OBJECTIVE.
Return the records below line for line and unchanged, leaving out the pictures.

START ENTRIES SHOWN

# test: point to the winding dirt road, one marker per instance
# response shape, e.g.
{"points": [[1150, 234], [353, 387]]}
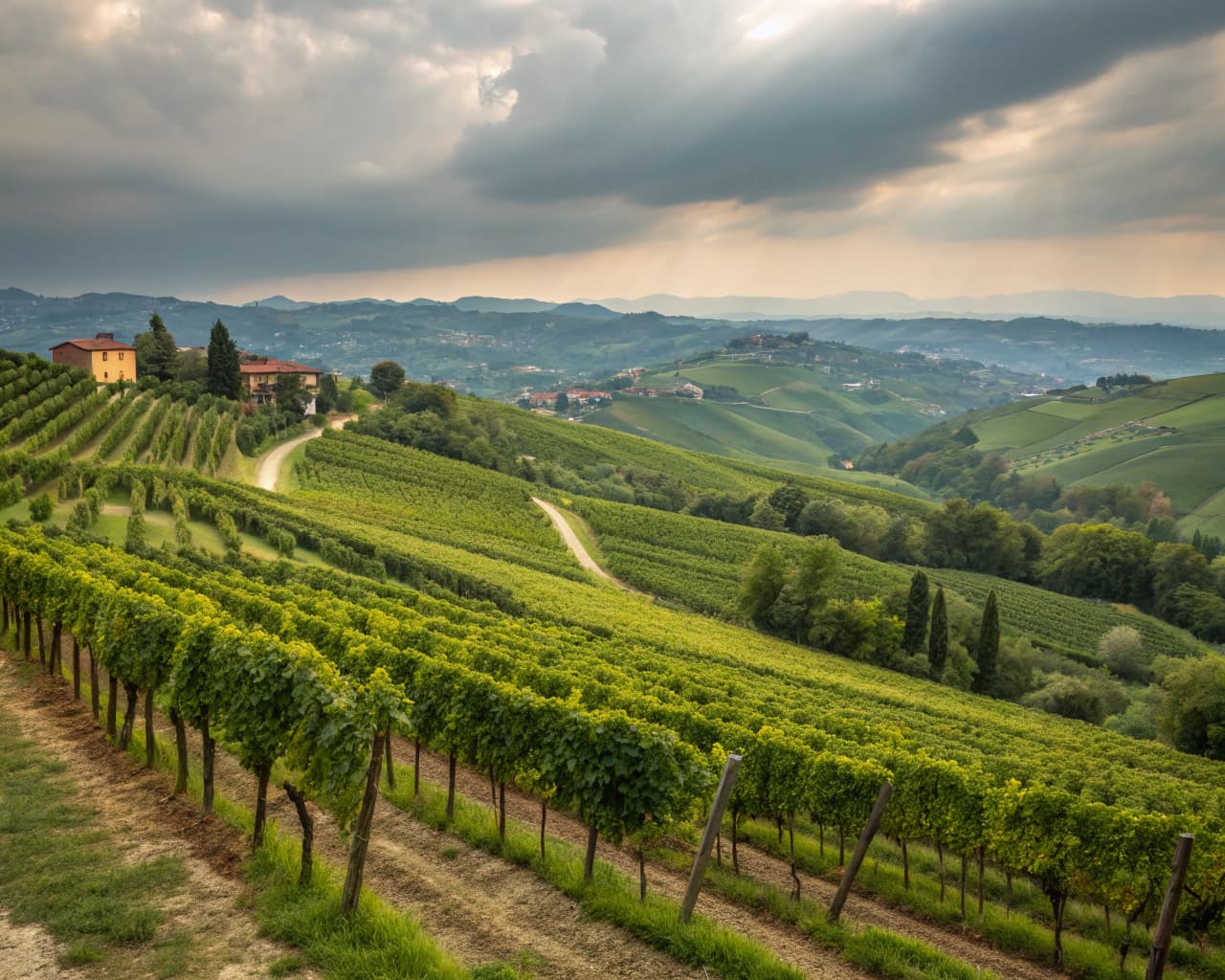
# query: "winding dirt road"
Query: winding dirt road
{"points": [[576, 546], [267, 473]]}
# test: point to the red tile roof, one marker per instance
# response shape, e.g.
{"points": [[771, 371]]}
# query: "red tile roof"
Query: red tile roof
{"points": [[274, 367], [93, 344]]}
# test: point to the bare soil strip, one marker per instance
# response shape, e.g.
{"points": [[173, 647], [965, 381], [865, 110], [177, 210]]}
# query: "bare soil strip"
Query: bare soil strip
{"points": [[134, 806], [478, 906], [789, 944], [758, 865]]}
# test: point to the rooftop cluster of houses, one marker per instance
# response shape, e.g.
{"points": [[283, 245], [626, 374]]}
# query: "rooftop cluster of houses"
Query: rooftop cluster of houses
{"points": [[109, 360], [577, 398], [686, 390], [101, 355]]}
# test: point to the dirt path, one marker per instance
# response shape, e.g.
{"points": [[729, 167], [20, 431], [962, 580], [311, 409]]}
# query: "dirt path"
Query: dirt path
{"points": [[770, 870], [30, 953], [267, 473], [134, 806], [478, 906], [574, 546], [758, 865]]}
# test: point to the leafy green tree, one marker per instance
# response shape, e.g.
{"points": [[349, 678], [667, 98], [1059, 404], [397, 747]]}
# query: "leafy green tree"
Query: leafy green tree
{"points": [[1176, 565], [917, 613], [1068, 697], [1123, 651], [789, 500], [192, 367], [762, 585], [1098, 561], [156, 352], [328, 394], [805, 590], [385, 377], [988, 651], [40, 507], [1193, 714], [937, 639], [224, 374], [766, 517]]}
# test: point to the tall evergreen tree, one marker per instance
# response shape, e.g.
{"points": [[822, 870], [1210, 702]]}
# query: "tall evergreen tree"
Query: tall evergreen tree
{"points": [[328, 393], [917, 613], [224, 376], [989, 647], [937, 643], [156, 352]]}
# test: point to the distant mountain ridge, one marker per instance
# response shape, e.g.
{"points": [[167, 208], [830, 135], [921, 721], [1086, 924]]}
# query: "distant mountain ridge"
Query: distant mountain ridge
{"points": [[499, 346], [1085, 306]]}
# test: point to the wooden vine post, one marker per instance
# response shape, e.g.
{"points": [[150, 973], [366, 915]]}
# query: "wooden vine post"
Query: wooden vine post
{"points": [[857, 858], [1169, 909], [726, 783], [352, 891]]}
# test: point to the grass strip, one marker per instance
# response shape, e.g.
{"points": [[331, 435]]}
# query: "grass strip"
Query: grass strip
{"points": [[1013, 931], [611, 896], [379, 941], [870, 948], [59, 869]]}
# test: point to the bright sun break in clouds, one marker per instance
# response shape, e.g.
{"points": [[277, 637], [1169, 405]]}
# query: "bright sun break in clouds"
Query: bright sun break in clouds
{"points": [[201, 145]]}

END ENTRIES SHOWN

FULL RESPONSE.
# test: point to the winding dirt road, one marker per instance
# response shape, e.g.
{"points": [[1150, 234], [353, 387]]}
# query: "winding dirt road"
Query: winding dirt road
{"points": [[576, 546], [267, 473]]}
# test: point to the red tile roof, one marker per instance
# response shape, e.g.
{"points": [[771, 371]]}
# query: "red tile roof"
Query: red tile roof
{"points": [[274, 367], [93, 344]]}
# test: point to the bare soil strip, one marker per instance
# response shape, e.g.
{"points": [[173, 647], [965, 381], [865, 110], [177, 210]]}
# query: "bare soil strip"
Query: bare soil strip
{"points": [[134, 806], [478, 906], [789, 944], [758, 865]]}
# test: point to the rooftop cluster of houses, one marker per instance
# response shape, e.g.
{"points": [[283, 245], [626, 374]]}
# query: "rooftop cluster of houses"
Query: rooftop cluster of houses
{"points": [[109, 360], [577, 398], [686, 390], [101, 355]]}
# test: point to the dirt path, one marker per instance
# response shape, e.g.
{"points": [[729, 167], [20, 431], [962, 580], [311, 409]]}
# query: "dirt path"
Query: dirt path
{"points": [[770, 870], [30, 953], [267, 473], [134, 806], [478, 906], [574, 546], [758, 865]]}
# test: point to the leafy green tree, one marker per instance
# response shape, e.g.
{"points": [[349, 678], [667, 98], [1059, 404], [397, 747]]}
# query: "leafy green tree"
Query: leafy green tree
{"points": [[1176, 565], [917, 613], [1068, 697], [1123, 651], [789, 500], [192, 367], [762, 585], [1098, 561], [156, 352], [328, 394], [805, 590], [385, 377], [988, 651], [40, 507], [1193, 714], [937, 639], [224, 374], [766, 517]]}
# test: point to the tall evergreen tree, one marker per instance
# response shape, e.g.
{"points": [[822, 870], [1210, 702]]}
# query: "tall evergreen tree"
Query: tall evergreen tree
{"points": [[328, 393], [917, 613], [224, 376], [989, 647], [937, 643], [156, 352]]}
# test: point to the distant mountain ridge, one marker per instance
# response shape, e.g.
{"points": [[167, 208], [830, 135], [921, 721], [1086, 924]]}
# query: "distant mountain ridge"
Query: distant mountain ridge
{"points": [[499, 346], [1085, 306]]}
# test: point to the wooden vine post, one marker per instance
# response shape, e.g.
{"points": [[150, 973], [366, 915]]}
# query: "wooden vine post"
Query: wooden vine post
{"points": [[857, 858], [1169, 909], [726, 783], [352, 891]]}
# test: point to the grass strip, one marker per instance
# response shape, e.g.
{"points": [[331, 435]]}
# query: "grass strip"
Query: grass strip
{"points": [[1013, 931], [611, 896], [379, 941], [870, 948], [59, 869]]}
# test: point to the bright sun break in clouds, one marker per instance
# response shape, e.g.
{"points": [[277, 637], [1169, 405]]}
# query: "bright sun break in clouds"
Query: bright sun break in clouds
{"points": [[201, 145]]}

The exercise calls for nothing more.